[Entrées enregistrées]
□ □ □ □ □ □ □

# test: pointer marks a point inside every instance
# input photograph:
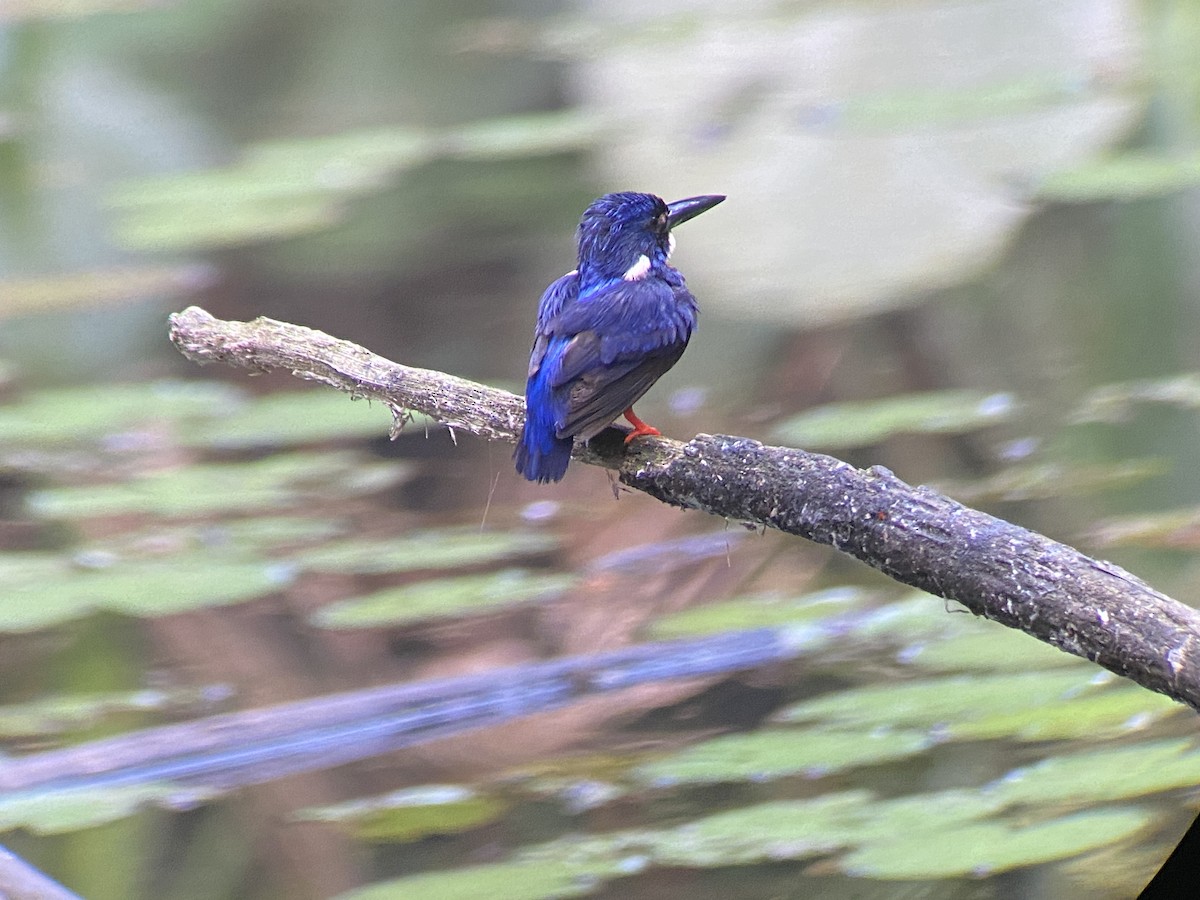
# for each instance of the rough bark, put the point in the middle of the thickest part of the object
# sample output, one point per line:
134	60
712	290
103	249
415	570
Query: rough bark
995	569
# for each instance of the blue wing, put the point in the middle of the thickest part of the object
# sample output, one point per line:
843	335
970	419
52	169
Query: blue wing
543	455
615	346
593	358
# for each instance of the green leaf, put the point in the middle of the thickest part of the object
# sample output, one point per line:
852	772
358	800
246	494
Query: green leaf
72	810
294	418
947	701
761	611
413	813
58	714
42	591
979	849
519	880
1103	775
427	549
851	425
1123	178
280	481
777	753
82	415
443	598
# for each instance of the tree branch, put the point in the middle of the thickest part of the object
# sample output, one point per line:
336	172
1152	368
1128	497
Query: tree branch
995	569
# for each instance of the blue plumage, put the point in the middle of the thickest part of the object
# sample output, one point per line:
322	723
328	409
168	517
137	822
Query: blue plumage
607	330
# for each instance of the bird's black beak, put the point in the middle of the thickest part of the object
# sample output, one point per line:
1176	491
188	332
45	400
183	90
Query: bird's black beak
682	210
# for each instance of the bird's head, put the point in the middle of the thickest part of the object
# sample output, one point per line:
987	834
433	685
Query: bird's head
627	234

□ □ □ □ □ □ □

-- Consignes et exigences --
Transcrivez toutes les lignes des items ci-dessus en une liste JSON de chaînes, une chaîne par ligne, sans les lignes vides. Laissez les images de côté.

-- Solution complète --
[
  "# test: pointer marks a point inside every instance",
  "# input photograph:",
  "# for each instance of the rough bark, put the point in the middle of the thickest part of the object",
  "# sample output, one point per line:",
  "134\t60",
  "712\t290",
  "103\t249",
  "415\t570",
  "Query: rough bark",
  "995\t569",
  "# for each instance of the blue wing, put the point in the middle of the thickest part of the object",
  "# sample output, one point per line:",
  "843\t335",
  "970\t419",
  "52\t169",
  "Query: blue wing",
  "543\t455",
  "615\t346",
  "593\t358",
  "# for each instance of the green leaf, put the point in the middle of the thickest part of the object",
  "# sample output, one point per line:",
  "852\t772",
  "358\t800",
  "246\t494",
  "Query: green leaf",
  "72\t810",
  "294\t418",
  "947\t701",
  "761\t611",
  "413\t813",
  "58\t714",
  "42\t591",
  "979\t849",
  "519\t880",
  "1103\t775",
  "427\t549",
  "851\t425",
  "1123\t178",
  "280\t481",
  "777\t753",
  "82\t415",
  "443\t598",
  "# for each instance of the tree branch, put the point in the middle of the thickest part of the object",
  "# sample output, one point per line:",
  "336\t172",
  "1152\t368",
  "1128\t497",
  "Query: tree branch",
  "995\t569",
  "# for each instance of the blue plumage, put the point in the middle of the thickest part of the object",
  "# sample output, one point per line:",
  "322\t723",
  "328\t409",
  "168\t517",
  "137\t822",
  "Query: blue plumage",
  "607\t330",
  "# for each instance of the bird's black beak, put the point in the middle of the thickest part of the object",
  "# sample output, one point per line:",
  "1176\t491",
  "188\t332",
  "45\t400",
  "183\t90",
  "Query: bird's black beak",
  "682\t210",
  "# for each instance of the bird's head, put the point in the middle of the thickest part of the object",
  "# sample output, one point per line:",
  "987\t834",
  "433\t685",
  "Query: bird's head",
  "627\t234"
]